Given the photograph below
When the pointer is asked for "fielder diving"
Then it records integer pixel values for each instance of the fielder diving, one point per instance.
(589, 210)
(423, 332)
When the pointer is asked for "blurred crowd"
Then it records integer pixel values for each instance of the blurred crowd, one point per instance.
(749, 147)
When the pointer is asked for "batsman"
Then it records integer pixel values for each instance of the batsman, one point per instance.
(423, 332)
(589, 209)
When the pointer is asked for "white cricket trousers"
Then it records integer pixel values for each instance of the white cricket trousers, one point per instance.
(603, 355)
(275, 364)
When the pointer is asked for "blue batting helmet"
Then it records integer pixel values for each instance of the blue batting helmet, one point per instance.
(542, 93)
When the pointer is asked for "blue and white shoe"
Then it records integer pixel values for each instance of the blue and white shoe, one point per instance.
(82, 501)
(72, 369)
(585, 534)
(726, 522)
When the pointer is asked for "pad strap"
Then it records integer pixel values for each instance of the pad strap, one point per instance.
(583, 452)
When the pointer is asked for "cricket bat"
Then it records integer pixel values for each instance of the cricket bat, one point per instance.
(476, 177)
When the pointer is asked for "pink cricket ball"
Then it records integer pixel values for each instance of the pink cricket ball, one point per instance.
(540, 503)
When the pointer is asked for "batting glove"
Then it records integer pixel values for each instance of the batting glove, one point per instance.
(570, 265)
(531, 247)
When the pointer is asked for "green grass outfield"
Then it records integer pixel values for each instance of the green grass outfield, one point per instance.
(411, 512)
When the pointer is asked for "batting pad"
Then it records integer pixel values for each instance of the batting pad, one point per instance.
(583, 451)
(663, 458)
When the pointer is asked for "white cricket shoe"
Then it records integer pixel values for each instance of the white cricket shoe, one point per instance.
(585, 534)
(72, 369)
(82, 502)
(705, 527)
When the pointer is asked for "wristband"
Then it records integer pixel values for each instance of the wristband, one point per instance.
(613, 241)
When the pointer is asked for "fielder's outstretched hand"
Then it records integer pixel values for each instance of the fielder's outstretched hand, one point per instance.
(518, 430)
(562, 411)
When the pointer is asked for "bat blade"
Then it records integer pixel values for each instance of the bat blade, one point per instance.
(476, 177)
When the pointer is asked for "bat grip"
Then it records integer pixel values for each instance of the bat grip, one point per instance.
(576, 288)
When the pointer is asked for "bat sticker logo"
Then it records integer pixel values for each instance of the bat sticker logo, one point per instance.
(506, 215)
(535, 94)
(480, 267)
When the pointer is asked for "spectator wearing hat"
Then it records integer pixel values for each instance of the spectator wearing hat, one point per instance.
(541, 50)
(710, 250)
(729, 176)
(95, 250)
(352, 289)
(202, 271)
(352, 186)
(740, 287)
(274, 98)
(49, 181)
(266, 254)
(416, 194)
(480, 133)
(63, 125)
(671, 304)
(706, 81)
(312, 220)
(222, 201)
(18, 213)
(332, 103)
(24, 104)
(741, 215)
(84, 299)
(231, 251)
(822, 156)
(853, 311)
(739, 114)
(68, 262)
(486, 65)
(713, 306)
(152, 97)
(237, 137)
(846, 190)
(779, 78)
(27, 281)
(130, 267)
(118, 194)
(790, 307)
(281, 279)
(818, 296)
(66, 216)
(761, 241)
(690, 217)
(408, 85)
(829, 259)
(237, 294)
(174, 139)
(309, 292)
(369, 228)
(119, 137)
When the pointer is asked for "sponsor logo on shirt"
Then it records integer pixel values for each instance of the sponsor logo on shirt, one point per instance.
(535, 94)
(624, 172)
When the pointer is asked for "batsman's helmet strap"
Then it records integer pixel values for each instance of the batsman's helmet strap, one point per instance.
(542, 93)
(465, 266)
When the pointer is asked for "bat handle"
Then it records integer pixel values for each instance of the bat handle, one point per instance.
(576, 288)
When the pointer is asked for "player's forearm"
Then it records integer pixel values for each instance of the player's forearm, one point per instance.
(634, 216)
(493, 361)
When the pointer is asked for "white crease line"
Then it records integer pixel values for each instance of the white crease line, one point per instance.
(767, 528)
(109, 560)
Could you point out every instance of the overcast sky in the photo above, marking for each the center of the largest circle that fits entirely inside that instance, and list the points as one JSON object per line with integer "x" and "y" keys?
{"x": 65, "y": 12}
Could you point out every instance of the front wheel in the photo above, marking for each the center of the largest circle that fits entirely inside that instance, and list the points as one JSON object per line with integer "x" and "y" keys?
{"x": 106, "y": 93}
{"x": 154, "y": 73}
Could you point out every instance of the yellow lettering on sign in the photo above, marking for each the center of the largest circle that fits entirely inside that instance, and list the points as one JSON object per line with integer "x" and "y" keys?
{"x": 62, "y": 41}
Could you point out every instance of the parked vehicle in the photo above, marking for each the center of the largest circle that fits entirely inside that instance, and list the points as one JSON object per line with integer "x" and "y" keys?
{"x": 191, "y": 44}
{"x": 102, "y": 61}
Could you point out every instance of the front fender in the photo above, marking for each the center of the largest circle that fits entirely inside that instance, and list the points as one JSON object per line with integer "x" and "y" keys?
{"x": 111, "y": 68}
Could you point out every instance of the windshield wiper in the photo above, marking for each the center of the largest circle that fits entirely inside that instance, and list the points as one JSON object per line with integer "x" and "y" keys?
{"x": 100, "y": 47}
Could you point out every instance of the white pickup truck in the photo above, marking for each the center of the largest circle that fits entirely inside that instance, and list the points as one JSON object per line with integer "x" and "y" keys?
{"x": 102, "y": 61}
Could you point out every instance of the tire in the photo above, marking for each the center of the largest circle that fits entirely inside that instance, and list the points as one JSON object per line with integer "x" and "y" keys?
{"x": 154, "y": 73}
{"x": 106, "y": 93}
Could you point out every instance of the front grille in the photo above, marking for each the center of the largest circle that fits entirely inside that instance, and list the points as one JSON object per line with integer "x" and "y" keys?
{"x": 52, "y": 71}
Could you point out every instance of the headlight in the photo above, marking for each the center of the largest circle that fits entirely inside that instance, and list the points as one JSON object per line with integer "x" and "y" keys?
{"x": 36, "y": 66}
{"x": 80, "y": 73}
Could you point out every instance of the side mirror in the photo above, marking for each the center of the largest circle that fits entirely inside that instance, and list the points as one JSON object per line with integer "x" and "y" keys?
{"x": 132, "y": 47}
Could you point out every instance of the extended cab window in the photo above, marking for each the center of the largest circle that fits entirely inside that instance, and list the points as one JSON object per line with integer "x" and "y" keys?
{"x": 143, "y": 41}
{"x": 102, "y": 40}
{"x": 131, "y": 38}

########################################

Copy out the full listing so that each line matches exactly.

Given the photograph below
When the pointer is asked for "fielder diving"
Then it records integer pixel values for each instance of the fielder diving, one point per instance.
(589, 210)
(423, 332)
When the pointer is asked for "blurred crowd"
Then it records integer pixel values for each instance of the blurred crowd, one point per instance.
(749, 147)
When the pointer is asked for "batsman"
Then it records integer pixel values for each instance of the batsman, one point per instance.
(423, 332)
(589, 209)
When the pointer is asked for "white cricket trousers"
Then it records integer pixel values for each instance of the white cricket trousers, one point per instance.
(603, 355)
(275, 364)
When the pointer is asked for "blue batting helmet"
Then it records integer pixel values for each instance of the blue batting helmet, one point per instance.
(542, 93)
When the pointer is asked for "blue and white shoe"
Then it records integer pixel values for each instance of the blue and white shoe, one point per instance.
(82, 501)
(72, 369)
(585, 534)
(726, 522)
When the pointer is asked for "pad strap"
Then it records integer pixel values for each instance of the pad strap, one point per instance.
(583, 452)
When the pointer is asked for "cricket bat"
Then it records integer pixel values for each instance of the cricket bat, one point per instance.
(476, 177)
When the pointer is asked for "pink cricket ball"
Then it records integer pixel values for each instance of the pink cricket ball, one point per instance.
(540, 503)
When the pointer is asked for "batting glove"
Then it records integer pixel values for each instance of the batting glove, one point per instance.
(570, 265)
(531, 247)
When the pointer is asked for "green grass outfield"
Then it records integer pixel values for each instance of the green grass outfield, one point per instance.
(411, 512)
When the pointer is asked for "batting pad"
Then it records integer pixel values for each instance of the batting pad, one point per instance.
(583, 451)
(663, 458)
When the pointer is asked for "white cricket shoe"
Then it records integer pixel values for each instance of the white cricket shoe, one point per instance.
(585, 534)
(72, 369)
(82, 502)
(705, 527)
When the pointer is asked for "wristband"
Then it records integer pixel values for each instance of the wristband, one point per instance.
(613, 241)
When the pointer is asked for "fielder's outstretched hand"
Then it records integer pixel values for each instance of the fielder's outstretched hand, one point per instance.
(518, 430)
(562, 411)
When the pointer is asked for "bat blade"
Then it records integer pixel values for each instance of the bat blade, one point per instance.
(476, 177)
When the pointer is asked for "bat grip"
Then it records integer pixel values for each instance of the bat grip, one point per instance.
(576, 288)
When the pointer is asked for "bat sticker logo"
Then it records integer pixel values for each instance of the bat sticker logo, one point per instance.
(506, 215)
(535, 94)
(480, 267)
When the pointer is asked for "spectator wearing hat"
Then it records integer pixel values for each instance of the spectator wearing hat, one point per instance.
(541, 50)
(710, 250)
(729, 176)
(95, 250)
(352, 289)
(202, 271)
(352, 186)
(740, 287)
(274, 98)
(49, 181)
(266, 254)
(416, 194)
(480, 133)
(63, 125)
(671, 304)
(706, 81)
(312, 220)
(222, 201)
(18, 213)
(332, 103)
(24, 104)
(741, 215)
(84, 299)
(231, 251)
(822, 156)
(853, 311)
(739, 114)
(68, 262)
(486, 65)
(713, 306)
(152, 97)
(237, 137)
(846, 190)
(779, 78)
(27, 281)
(130, 267)
(118, 194)
(790, 307)
(281, 279)
(818, 296)
(66, 216)
(761, 241)
(690, 217)
(408, 85)
(829, 259)
(237, 294)
(174, 139)
(309, 292)
(369, 228)
(119, 137)
When the pointer is asked for "sponsor logo on shirt"
Then it records integer pixel values for each instance of the sponsor logo on shirt, one point per instance.
(535, 94)
(624, 172)
When the pointer is asked for "batsman's helmet strap"
Then it records integer pixel values for each instance of the batsman's helmet strap, one point per instance.
(542, 93)
(465, 266)
When the pointer is asked for "bat handle"
Then it records integer pixel values for each instance of the bat handle, one point per instance.
(576, 288)
When the pointer is asked for "player's forearm"
Then it records integer pixel values for each instance of the player's forearm, one point per instance.
(634, 216)
(493, 361)
When the pointer is asked for "white crease line"
Then it records integer pixel values for each instance of the white crease line, one point per instance.
(767, 528)
(109, 560)
Could you point out every instance of the overcast sky in the photo above, marking for each the center of the largest circle that fits entirely inside that instance, and list the points as one JSON object per line with integer "x" and "y" keys?
{"x": 65, "y": 12}
Could you point out every instance of the front wheel in the photo above, marking for each the center of the largest circle that fits entirely inside that instance, and list the points as one JSON object per line with integer "x" and "y" keys?
{"x": 106, "y": 93}
{"x": 154, "y": 73}
Could you point out every instance of the yellow lettering on sign in the photo above, marking for each the center of the largest circle that fits entirely inside that instance, and list the points as one JSON object per line with integer "x" and "y" keys?
{"x": 62, "y": 41}
Could you point out every instance of the parked vehicle in the photo above, marking for each the center of the largest circle that fits entirely inside that instance, and list the points as one JSON object per line with integer "x" and "y" keys?
{"x": 191, "y": 44}
{"x": 102, "y": 61}
Could you point out every instance of the front fender in the photo above, marking for each the center of the largest circle that fits entirely inside that instance, and list the points as one JSON object per line with integer "x" and "y" keys?
{"x": 111, "y": 68}
Could you point out every instance of the windshield wiper in the photo above, marking for each the center of the largest circle that fits entirely inside that instance, and list the points as one JSON object per line with integer "x" and "y" keys?
{"x": 100, "y": 47}
Could you point out every instance of the white pickup truck in the photo above, marking for each the center of the largest circle that fits entirely inside that instance, and list the points as one JSON object per line with integer "x" and "y" keys?
{"x": 102, "y": 61}
Could you point out every instance of the tire in the photo above, marking for each the center of the largest circle that fits entirely inside that instance, and list the points as one JSON object per line with integer "x" and "y" keys?
{"x": 154, "y": 73}
{"x": 106, "y": 93}
Could you point out every instance of the front grille in the photo above, marking for each the center of the largest circle that fits entirely inside that instance, and list the points as one JSON object per line with integer "x" and "y" keys?
{"x": 52, "y": 71}
Could you point out every instance of the headlight in the photo above, marking for each the center of the largest circle that fits entirely inside that instance, and list the points as one JSON object per line with integer "x" and "y" keys?
{"x": 36, "y": 66}
{"x": 80, "y": 73}
Could you point out every instance of the side mirror in the photo above, marking for each the center of the largest circle that fits entirely inside that instance, and list the points as one JSON object per line with integer "x" and "y" keys?
{"x": 132, "y": 47}
Could you point out every instance of the extended cab window in the photo above, marking for each the center of the largest circle that fits entirely inside that instance, and list the points as one JSON object per line with integer "x" and "y" keys?
{"x": 143, "y": 41}
{"x": 102, "y": 40}
{"x": 131, "y": 38}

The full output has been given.